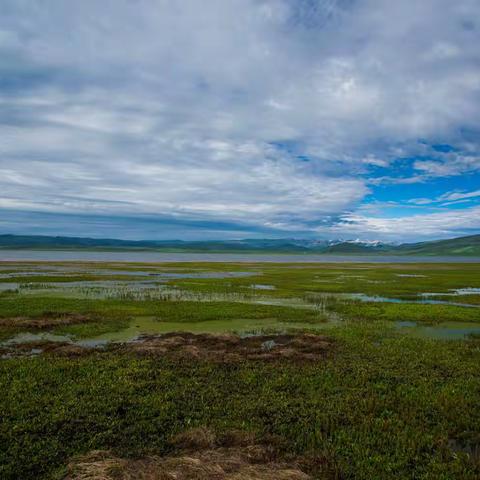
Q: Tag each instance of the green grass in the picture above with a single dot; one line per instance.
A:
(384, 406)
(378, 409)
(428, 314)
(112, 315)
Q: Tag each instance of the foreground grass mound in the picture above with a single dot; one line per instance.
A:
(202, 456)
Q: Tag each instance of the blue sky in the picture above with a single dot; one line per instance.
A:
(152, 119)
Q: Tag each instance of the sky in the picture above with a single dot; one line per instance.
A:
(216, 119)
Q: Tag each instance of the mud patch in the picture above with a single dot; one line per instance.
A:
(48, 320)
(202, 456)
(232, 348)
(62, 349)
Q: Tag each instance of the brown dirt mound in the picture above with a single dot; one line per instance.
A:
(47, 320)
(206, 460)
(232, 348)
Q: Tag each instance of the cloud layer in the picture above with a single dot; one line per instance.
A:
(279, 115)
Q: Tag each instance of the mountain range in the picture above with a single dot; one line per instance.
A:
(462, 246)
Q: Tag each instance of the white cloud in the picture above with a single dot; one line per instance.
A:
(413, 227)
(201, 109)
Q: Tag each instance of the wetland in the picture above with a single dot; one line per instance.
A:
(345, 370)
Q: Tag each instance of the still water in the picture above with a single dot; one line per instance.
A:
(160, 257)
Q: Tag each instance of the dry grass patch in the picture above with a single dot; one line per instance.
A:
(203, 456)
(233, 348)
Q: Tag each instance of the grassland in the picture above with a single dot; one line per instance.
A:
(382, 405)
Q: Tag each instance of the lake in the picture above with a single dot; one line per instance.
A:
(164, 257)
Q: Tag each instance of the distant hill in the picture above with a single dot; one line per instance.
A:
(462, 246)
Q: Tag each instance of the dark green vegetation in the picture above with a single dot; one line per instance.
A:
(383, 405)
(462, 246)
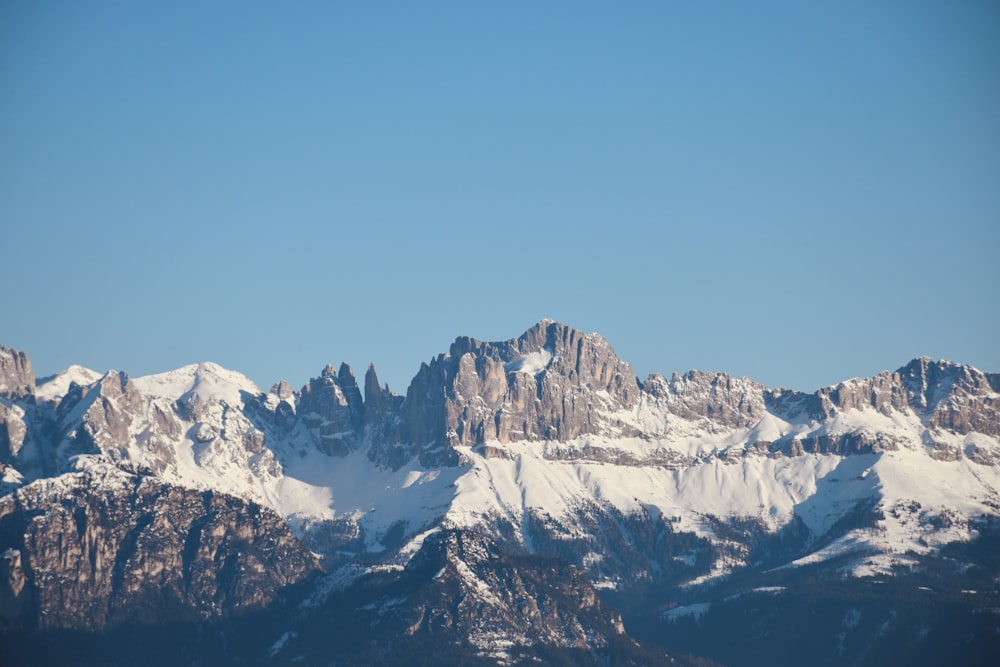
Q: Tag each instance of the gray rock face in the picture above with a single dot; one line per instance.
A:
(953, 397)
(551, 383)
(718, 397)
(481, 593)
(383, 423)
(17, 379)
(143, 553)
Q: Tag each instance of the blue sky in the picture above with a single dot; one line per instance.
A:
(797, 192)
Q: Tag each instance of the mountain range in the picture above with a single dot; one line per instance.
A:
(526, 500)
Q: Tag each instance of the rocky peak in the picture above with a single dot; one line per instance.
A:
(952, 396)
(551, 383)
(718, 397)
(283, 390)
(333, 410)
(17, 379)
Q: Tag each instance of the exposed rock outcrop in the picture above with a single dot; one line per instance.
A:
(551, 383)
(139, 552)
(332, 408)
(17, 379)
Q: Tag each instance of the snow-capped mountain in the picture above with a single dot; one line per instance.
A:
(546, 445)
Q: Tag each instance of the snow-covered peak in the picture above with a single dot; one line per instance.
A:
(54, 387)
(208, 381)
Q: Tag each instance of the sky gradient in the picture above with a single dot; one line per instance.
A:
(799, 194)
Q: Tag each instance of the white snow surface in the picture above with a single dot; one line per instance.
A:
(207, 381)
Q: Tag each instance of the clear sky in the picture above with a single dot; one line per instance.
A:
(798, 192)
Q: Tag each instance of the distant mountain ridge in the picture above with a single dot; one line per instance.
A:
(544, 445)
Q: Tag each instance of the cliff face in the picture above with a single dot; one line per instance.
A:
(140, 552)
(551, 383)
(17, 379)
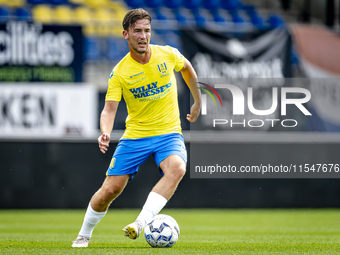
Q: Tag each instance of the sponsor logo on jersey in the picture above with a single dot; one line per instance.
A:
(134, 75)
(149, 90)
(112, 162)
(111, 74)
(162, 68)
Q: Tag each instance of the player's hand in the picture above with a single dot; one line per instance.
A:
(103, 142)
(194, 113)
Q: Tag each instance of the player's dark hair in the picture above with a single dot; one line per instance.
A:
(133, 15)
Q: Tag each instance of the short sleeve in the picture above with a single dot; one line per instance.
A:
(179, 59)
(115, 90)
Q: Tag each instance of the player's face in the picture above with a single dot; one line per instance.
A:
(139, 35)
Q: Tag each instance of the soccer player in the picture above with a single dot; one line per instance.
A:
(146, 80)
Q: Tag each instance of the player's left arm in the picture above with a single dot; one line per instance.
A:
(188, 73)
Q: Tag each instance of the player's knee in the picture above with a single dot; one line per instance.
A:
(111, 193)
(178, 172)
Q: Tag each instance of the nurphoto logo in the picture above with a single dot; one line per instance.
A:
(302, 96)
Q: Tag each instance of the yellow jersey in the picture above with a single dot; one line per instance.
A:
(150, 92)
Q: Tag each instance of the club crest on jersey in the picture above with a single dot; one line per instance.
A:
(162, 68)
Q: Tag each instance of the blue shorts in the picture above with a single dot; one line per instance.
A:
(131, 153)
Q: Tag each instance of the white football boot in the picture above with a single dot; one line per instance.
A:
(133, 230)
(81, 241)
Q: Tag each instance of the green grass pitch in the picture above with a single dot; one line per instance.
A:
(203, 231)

» Brief
Copy all the entries above, putting "single point" wherever "single dot" appears and changing nothing else. Leave the pictures out.

» Answer to the exercise
Q: Tag each instance of the green grass in the picture above with a single point; one line per instance.
A:
(384, 406)
(378, 409)
(428, 314)
(112, 315)
Q: Tag each instance of the foreground grass mound in the picture above with a single point; one line per instance.
A:
(202, 456)
Q: Tag each instance of the blue sky in the picture above with a single point; one line per instance.
A:
(152, 119)
Q: Tag each instance of the sky in the picture above with a single point; one line per instance.
A:
(216, 119)
Q: Tag each instance of the mud patch in the picture above with a single point; one line per instance.
A:
(48, 320)
(202, 456)
(232, 348)
(62, 349)
Q: Tag each instance of the brown dirt mound in the picture above with a single point; one line per instance.
A:
(47, 320)
(206, 460)
(232, 348)
Q: Tag each instance of the cloud layer in the picture above with a single point; one line per instance.
A:
(279, 115)
Q: Tag each instance of the mountain range in the picture above with a single point; one line per instance.
A:
(462, 246)
Q: Tag each instance of the white cloud in the picture above with a single point; one line per instance.
A:
(413, 227)
(201, 109)
Q: Tag each instance of the wetland in the picture above with a single point; one line per instance.
A:
(345, 370)
Q: Tag each instance of the still water in the picture above with a single point; one line per instance.
A:
(160, 257)
Q: Tag each instance of the dry grass patch in the picture above with a single point; one line per instance.
A:
(203, 456)
(233, 348)
Q: Tag each instance of the grassland in the picture above with a single point; one line per instance.
A:
(382, 405)
Q: Tag each instance of the lake in the picture above with a single point; one line per instance.
A:
(164, 257)
Q: Tag each instance of the distant hill in the picture above with a single point; one line per instance.
A:
(462, 246)
Q: Tag each instance of the dark green vegetation in the picture above with a single point; one line per instance.
A:
(383, 405)
(462, 246)
Q: Tag each instance of the gray rock face in the picture above with a single point; one line per instance.
A:
(953, 397)
(551, 383)
(718, 397)
(481, 593)
(383, 423)
(17, 379)
(143, 553)
Q: Tag each instance of the blue sky in the picture above with a single point; one line per instance.
A:
(797, 192)
Q: Tag each instance of the mountain range in the picture above with a single point; one line per instance.
A:
(526, 500)
Q: Tag each instance of the rocky peak in the picture above with a single point; one line per instance.
A:
(952, 396)
(551, 383)
(718, 397)
(283, 390)
(333, 410)
(17, 379)
Q: Tag each instance of the exposed rock outcrop in the picture above with a single point; one line per instance.
A:
(551, 383)
(139, 552)
(332, 408)
(17, 379)
Q: Tag each instance of the snow-capped mountain in the picture above with a single point; one line per instance.
A:
(546, 445)
Q: Tag each instance of the snow-covered peak in the picture above with a single point; one line per instance.
A:
(54, 387)
(208, 381)
Q: Tag each instance of the sky gradient in the picture above with a single point; one line per instance.
A:
(799, 194)
Q: Tag each instance of the white snow surface in the picture above with a single point; one line per instance.
A:
(207, 381)
Q: Tag each instance of the clear sky in the picture above with a single point; one line per instance.
A:
(798, 192)
Q: Tag each instance of the distant mountain ridge in the picture above with a single point; one line per instance.
A:
(544, 445)
Q: Tag each instance of the cliff face in the picture above with a single point; one line per instance.
A:
(140, 552)
(551, 383)
(17, 379)
Q: Tag each instance of the sponsor logo on jersey in the picture above with a single point; one line per instance.
A:
(134, 75)
(149, 90)
(112, 162)
(111, 74)
(162, 68)
Q: Tag each instance of the player's hand in the picture above with a single point; one line per instance.
A:
(103, 142)
(194, 113)
Q: Tag each instance of the player's dark hair in the picture above with a single point; one line per instance.
A:
(133, 15)
Q: Tag each instance of the short sleeve in the picture above with a single point; one line per instance.
A:
(179, 59)
(115, 90)
Q: Tag each instance of the player's face in the picture above with a single point; one line per instance.
A:
(139, 35)
Q: Tag each instance of the soccer player in the picture above with a single point; one line per instance.
A:
(146, 80)
Q: Tag each instance of the player's left arm in the picture above with a single point; one line per instance.
A:
(188, 73)
Q: Tag each instance of the player's knee in the picture above with a single point; one line per instance.
A:
(111, 193)
(178, 172)
Q: Tag each instance of the nurphoto logo in the picture above with a single point; one line per instance.
A:
(302, 96)
Q: Tag each instance of the yellow jersey in the picture above with a single point; one line per instance.
A:
(150, 92)
Q: Tag each instance of the club crest on jersey in the picture above with a single point; one line per instance.
A:
(162, 68)
Q: Tag each instance of the blue shorts in the picture above with a single point; one line per instance.
A:
(131, 153)
Q: Tag each instance of the white football boot in the picture above with a single point; one line per instance.
A:
(133, 230)
(81, 241)
Q: Tag each instance of the green grass pitch in the picture above with a single point; one line per instance.
A:
(203, 231)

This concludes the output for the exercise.